# PROBLEM
Rewrite the entries below as a Markdown table with the columns "n" and "Line," giving each line a row number and leaving out blank lines. Begin at the line that contains "Locate the green tree" and stop after the last line of the entries.

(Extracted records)
◆ ◆ ◆

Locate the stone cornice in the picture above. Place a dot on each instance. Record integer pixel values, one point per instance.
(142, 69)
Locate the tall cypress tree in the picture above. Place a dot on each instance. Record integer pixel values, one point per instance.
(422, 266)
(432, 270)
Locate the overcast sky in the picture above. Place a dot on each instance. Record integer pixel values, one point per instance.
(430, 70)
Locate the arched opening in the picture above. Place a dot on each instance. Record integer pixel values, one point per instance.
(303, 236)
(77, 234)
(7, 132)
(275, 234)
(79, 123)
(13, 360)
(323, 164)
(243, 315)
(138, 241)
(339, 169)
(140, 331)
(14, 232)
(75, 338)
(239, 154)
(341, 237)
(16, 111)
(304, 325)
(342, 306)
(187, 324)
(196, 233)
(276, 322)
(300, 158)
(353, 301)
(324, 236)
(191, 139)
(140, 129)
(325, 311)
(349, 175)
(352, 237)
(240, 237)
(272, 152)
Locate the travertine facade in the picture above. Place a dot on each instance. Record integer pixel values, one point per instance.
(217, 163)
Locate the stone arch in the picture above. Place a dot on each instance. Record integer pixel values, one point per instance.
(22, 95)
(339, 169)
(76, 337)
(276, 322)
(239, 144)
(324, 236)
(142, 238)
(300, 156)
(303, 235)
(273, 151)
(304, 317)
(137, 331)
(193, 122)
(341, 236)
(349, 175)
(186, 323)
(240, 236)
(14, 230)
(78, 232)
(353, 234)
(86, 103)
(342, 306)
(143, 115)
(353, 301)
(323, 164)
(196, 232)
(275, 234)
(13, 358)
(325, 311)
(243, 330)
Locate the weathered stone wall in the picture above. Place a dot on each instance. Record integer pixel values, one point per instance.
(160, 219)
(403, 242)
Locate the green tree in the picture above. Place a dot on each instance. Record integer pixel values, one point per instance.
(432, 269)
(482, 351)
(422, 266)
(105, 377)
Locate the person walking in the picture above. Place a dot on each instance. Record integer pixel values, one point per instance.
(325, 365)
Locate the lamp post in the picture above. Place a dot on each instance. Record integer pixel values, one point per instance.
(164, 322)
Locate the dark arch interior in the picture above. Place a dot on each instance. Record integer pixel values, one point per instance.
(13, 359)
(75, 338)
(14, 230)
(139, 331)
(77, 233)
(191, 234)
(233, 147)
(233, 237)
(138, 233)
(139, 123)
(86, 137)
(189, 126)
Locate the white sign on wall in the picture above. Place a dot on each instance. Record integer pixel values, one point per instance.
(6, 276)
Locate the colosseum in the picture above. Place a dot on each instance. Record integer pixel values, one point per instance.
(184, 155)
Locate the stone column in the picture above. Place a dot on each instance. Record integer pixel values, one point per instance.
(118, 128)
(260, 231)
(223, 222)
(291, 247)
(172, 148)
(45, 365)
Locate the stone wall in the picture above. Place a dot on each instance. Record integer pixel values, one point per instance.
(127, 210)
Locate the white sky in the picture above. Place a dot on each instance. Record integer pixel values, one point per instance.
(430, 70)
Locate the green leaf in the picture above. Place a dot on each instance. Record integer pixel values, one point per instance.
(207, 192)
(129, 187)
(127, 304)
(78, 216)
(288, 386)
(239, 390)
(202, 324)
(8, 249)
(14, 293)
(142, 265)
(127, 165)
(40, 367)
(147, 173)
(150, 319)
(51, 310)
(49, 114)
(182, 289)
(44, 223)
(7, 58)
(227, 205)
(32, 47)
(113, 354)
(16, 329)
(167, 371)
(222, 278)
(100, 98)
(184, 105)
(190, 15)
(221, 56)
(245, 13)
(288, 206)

◆ ◆ ◆

# TASK SOLUTION
| n | Line |
|---|---|
| 1 | Locate the green tree in the picture above. Place a dot on each instance. Record integer pixel values, one point per instance. |
| 2 | (432, 269) |
| 3 | (482, 351) |
| 4 | (422, 266) |
| 5 | (105, 377) |
| 6 | Locate the person walking in the picture above. Place a dot on each instance. Record integer pixel values, one point per instance. |
| 7 | (325, 365) |
| 8 | Locate the lamp post in the picture above. Place a dot on each instance. Record integer pixel values, one point per instance. |
| 9 | (164, 322) |
| 10 | Locate the dark arch interior in the picture above. Place a dot on each instance. Record integer pixel values, one point per instance. |
| 11 | (13, 359) |
| 12 | (75, 338) |
| 13 | (14, 230) |
| 14 | (139, 331) |
| 15 | (77, 233) |
| 16 | (191, 234) |
| 17 | (233, 147) |
| 18 | (233, 237) |
| 19 | (138, 233) |
| 20 | (139, 123) |
| 21 | (86, 137) |
| 22 | (189, 126) |
| 23 | Locate the white sign on wall in the picture above. Place a dot on each instance. Record integer pixel values, one point per instance. |
| 24 | (6, 276) |
| 25 | Locate the colosseum in the picture above. Place a dot on each instance. Record integer pixel values, one point per instance. |
| 26 | (184, 155) |
| 27 | Locate the stone column in the picture above. Place a dot on each instance. Record integer pixel values, one point per instance. |
| 28 | (118, 128) |
| 29 | (260, 231) |
| 30 | (223, 222) |
| 31 | (291, 247) |
| 32 | (172, 148) |
| 33 | (45, 365) |
| 34 | Locate the stone wall in the picture above. Place a dot on each instance. Record integer pixel values, one point per instance. |
| 35 | (127, 210) |
| 36 | Locate the white sky in the picture above. Place a dot on each instance. Record integer pixel values, one point per instance. |
| 37 | (430, 70) |
| 38 | Locate the green leaf in the picture above. Place a dot on each instance. Record integer pixel values, one point per instance. |
| 39 | (207, 192) |
| 40 | (129, 187) |
| 41 | (127, 304) |
| 42 | (78, 216) |
| 43 | (288, 386) |
| 44 | (239, 390) |
| 45 | (202, 324) |
| 46 | (8, 249) |
| 47 | (14, 293) |
| 48 | (142, 265) |
| 49 | (127, 165) |
| 50 | (40, 367) |
| 51 | (147, 173) |
| 52 | (150, 319) |
| 53 | (51, 310) |
| 54 | (49, 114) |
| 55 | (182, 289) |
| 56 | (44, 223) |
| 57 | (7, 58) |
| 58 | (227, 205) |
| 59 | (32, 47) |
| 60 | (113, 354) |
| 61 | (16, 329) |
| 62 | (167, 371) |
| 63 | (222, 278) |
| 64 | (100, 98) |
| 65 | (184, 105) |
| 66 | (190, 15) |
| 67 | (221, 56) |
| 68 | (245, 13) |
| 69 | (288, 206) |